### EXERCISE REQUIREMENTS:
For the entries that follow, tally the lines holding the string "tree". Give the total and nothing else.

Top of TASK INPUT

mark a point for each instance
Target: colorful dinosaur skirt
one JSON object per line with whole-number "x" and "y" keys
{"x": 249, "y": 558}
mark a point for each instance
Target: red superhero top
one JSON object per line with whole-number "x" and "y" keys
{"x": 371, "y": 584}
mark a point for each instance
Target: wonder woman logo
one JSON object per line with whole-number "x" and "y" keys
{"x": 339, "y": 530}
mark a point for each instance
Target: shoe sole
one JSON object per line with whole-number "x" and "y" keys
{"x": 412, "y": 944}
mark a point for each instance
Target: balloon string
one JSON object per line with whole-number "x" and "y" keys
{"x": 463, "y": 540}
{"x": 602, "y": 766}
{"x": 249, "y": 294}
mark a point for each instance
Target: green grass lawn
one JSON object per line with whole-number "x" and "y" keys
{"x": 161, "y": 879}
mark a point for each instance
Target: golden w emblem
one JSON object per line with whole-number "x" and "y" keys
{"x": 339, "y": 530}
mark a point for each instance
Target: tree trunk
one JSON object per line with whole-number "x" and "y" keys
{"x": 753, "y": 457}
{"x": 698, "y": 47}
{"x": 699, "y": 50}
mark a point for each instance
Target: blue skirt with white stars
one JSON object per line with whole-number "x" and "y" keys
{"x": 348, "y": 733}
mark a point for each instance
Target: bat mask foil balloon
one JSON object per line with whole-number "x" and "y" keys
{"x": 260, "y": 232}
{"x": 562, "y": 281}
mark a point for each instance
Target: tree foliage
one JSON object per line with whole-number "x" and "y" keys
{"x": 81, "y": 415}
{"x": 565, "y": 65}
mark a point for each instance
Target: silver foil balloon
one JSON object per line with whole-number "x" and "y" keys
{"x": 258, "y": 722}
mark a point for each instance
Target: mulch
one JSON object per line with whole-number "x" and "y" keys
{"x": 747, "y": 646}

Bottom of TASK INPUT

### RESULT FOR THIS TASK:
2